### DESCRIPTION OF THE TASK
Reproduce the records. Keep every word exact and include no images.

### PROVIDED INFORMATION
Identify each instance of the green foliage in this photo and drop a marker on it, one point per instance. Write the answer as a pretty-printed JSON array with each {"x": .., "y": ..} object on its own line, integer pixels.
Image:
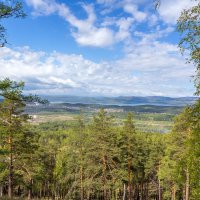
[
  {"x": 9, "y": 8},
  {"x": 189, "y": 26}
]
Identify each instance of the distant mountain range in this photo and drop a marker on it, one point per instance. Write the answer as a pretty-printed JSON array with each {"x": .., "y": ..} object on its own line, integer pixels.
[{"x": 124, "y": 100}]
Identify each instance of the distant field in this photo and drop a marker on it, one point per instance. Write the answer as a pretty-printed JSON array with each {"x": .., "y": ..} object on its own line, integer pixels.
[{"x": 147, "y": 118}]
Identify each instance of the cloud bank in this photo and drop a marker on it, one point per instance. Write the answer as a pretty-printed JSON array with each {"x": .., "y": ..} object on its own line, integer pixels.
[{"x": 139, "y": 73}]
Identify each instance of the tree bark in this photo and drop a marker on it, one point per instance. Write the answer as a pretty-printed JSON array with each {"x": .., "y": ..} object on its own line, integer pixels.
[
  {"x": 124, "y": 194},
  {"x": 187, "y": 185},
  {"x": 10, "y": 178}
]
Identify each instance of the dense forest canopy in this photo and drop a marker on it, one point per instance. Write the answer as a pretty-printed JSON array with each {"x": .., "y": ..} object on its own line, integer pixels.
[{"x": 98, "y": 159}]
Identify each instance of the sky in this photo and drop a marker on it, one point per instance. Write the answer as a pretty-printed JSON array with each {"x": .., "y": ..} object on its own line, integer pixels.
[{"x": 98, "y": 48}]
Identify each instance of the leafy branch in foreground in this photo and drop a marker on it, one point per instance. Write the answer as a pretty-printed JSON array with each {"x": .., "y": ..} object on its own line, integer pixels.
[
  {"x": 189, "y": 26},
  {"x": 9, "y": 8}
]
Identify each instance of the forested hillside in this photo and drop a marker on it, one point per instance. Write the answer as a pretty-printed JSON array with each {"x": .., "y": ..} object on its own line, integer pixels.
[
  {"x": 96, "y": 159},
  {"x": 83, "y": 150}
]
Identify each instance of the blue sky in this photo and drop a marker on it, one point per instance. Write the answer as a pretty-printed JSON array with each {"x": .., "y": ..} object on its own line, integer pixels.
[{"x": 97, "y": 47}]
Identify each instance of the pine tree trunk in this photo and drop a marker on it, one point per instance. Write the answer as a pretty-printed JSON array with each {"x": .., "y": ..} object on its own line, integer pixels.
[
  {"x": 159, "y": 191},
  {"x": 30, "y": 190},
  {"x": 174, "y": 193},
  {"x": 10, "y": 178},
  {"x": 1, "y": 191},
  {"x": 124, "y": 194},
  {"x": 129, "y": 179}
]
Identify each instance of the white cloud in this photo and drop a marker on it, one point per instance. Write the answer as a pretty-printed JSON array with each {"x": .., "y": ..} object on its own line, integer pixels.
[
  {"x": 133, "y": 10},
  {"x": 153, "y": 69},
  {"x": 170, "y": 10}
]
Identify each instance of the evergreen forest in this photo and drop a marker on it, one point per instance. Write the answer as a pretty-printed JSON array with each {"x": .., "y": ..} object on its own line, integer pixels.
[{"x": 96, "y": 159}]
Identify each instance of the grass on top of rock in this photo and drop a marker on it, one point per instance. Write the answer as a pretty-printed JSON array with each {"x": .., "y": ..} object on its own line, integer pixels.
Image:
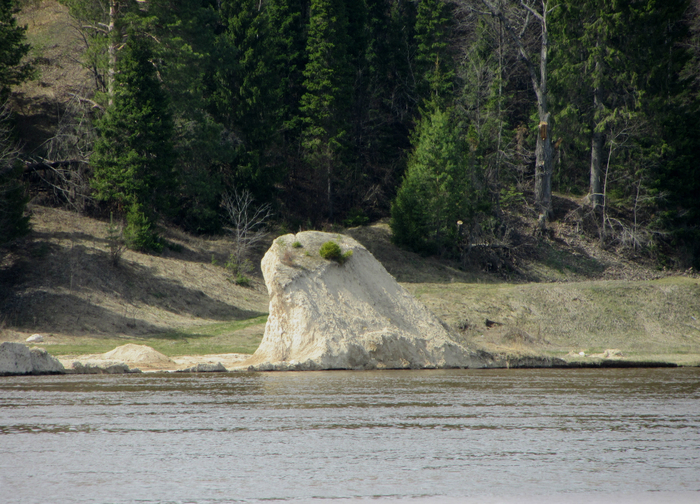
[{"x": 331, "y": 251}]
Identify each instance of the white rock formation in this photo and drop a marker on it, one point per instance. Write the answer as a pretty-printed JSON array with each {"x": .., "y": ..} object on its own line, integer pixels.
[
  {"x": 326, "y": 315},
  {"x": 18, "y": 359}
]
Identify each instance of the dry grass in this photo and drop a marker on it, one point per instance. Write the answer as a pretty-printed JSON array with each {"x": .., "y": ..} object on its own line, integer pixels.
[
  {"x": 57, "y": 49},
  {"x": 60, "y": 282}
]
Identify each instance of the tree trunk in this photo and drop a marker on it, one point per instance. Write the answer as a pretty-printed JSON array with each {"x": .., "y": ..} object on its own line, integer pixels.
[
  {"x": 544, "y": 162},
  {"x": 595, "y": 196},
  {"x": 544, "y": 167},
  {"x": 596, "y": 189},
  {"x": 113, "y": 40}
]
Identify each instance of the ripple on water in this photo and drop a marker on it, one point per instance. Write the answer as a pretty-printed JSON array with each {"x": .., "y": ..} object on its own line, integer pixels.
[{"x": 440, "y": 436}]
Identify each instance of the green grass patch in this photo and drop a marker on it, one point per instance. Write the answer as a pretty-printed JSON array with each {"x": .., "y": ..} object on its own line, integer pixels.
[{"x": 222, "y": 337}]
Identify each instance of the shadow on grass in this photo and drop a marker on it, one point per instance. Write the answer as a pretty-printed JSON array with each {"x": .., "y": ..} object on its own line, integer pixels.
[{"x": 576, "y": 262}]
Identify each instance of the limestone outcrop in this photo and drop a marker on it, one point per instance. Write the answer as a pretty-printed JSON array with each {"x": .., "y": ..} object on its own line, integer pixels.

### REPLY TO THE EXERCISE
Identify each instance of the green foliage in this photo and drop a marker on it, one point per instance. Write the answer as a pretty-printed JSON array with each {"x": .., "y": ..} object on its own line, integer pixels.
Image:
[
  {"x": 9, "y": 8},
  {"x": 189, "y": 26}
]
Identify each instance of the distant mountain range in this photo and drop a marker on it, one point per instance. Write the answer as a pretty-printed JSON array with each {"x": .., "y": ..} object on its own line, integer pixels.
[{"x": 124, "y": 100}]
Identify each instance of the distant field in this photo and drop a marker on it, one point per instance. Write the answer as a pretty-printed JSON array with each {"x": .., "y": ..} object on its own line, integer pixels.
[{"x": 147, "y": 118}]
Identify each instance of the cloud bank in this photo and drop a marker on it, one point per instance. Write the answer as a pretty-printed JSON array with each {"x": .., "y": ..} object on its own line, integer pixels.
[{"x": 139, "y": 73}]
Identify each instance of the tree bark in this photo and drop a marker on it, one point per instance. Write the answer as a pretty-printed JSON array with each {"x": .., "y": ..} object on its own line, integer pixels.
[
  {"x": 124, "y": 194},
  {"x": 187, "y": 185},
  {"x": 10, "y": 178}
]
Identify each instance of the dense forest canopy in this photo and drop a marker on it, one point per instance. Write the answer as a pretty-printed JSON array with each {"x": .., "y": ..} object on its own line, integer pixels.
[{"x": 98, "y": 159}]
Identify each instance of the sky in this photo and drop a marker on it, one point per instance. Write the answer as a pretty-printed JSON array with each {"x": .., "y": ..} object on its own line, integer pixels.
[{"x": 98, "y": 48}]
Identify each instance of the leafy branch in foreground in this photo and drop a marker on it, one point per instance. Write the answer as a pretty-printed JSON array with each {"x": .., "y": ..} object on its own line, integer pixels.
[
  {"x": 189, "y": 26},
  {"x": 9, "y": 8}
]
Identify each instance of the forested hillside in this photo and drop a marker on it, one point per instance. Write the answer as a pretty-printed JSON array with each {"x": .., "y": ..} object on its own line, integer pixels.
[
  {"x": 96, "y": 159},
  {"x": 83, "y": 150}
]
Identify each instance of the blue sky in this photo and drop a marker on it, one point per instance. Write the answer as a pretty-printed JSON array with each {"x": .., "y": ..} object on its own line, integer pixels.
[{"x": 97, "y": 47}]
Identify each instance of the pine tree trunk in this photo and drop a marker on it, one point per instance. Write the answer as a pretty-printed JSON array with each {"x": .., "y": ..} object on its own line, integer pixels.
[
  {"x": 159, "y": 191},
  {"x": 30, "y": 190},
  {"x": 174, "y": 193},
  {"x": 10, "y": 178},
  {"x": 1, "y": 191},
  {"x": 124, "y": 194},
  {"x": 129, "y": 179}
]
Identify each instance of the white cloud in this photo and drop a marker on it, one point per instance. Write the answer as a pretty-printed JSON array with each {"x": .., "y": ..} object on its own line, integer pixels.
[
  {"x": 133, "y": 10},
  {"x": 153, "y": 69},
  {"x": 170, "y": 10}
]
Identify each instance of the evergreen forest in this photo and drop a marker on it, one point per instance. Write the answer as a pretty-printed JSON array with each {"x": .., "y": ..} object on its own line, integer pixels.
[{"x": 96, "y": 159}]
Identify each instance of the grass on top of rock in this photo and drop a marker on it, one point per instance. Write the answer as a pretty-printed JSON array with each {"x": .., "y": ..} object on its own line, integer pixels.
Image:
[{"x": 331, "y": 251}]
Identify each instance of the white rock formation in this photo and drop a marker on it, one point per instance. Write the answer as a pretty-printed JSON array with each {"x": .., "y": ..} object on its own line, integer pixels.
[
  {"x": 326, "y": 315},
  {"x": 18, "y": 359}
]
Identify each instance of the dry grass in this photo and drop a marker on it, one point per instance. Write the answer as a pretty-printed JSON array with each {"x": .., "y": ..} object on its own line, integer pixels.
[
  {"x": 57, "y": 49},
  {"x": 60, "y": 282}
]
Identify each instance of the tree trunk in this photo and drop a marker on it, one point per instance. Write the answer as a pretty-printed JSON array with each {"x": .., "y": ..} object on its own line, integer pixels.
[
  {"x": 544, "y": 162},
  {"x": 595, "y": 196},
  {"x": 544, "y": 167},
  {"x": 596, "y": 189},
  {"x": 113, "y": 40}
]
Identify each instance of the ripple on water in this photo and drop a marker on it, one point per instance. Write the answer as a pretty-printed JSON array with each {"x": .., "y": ..} object on its own line, integer pixels.
[{"x": 440, "y": 436}]
Identify each instance of the green grass patch in this photo and drop a marker on it, one point per instance. Write the answer as a pretty-printed JSON array with each {"x": .., "y": ..} object on its own line, integer pixels.
[{"x": 222, "y": 337}]
Identify each instance of the shadow on grass in this photo and drop a marker on it, one point per instance. Write the answer as a pretty-printed JSON array with each {"x": .., "y": ..} object on its own line, integer pixels.
[{"x": 576, "y": 262}]
Identify each instance of the limestone outcrop in this photo and drop a marker on it, one point per instance. Write the answer as a pretty-printed JSON array with each {"x": .., "y": ..} object on its own line, integer pixels.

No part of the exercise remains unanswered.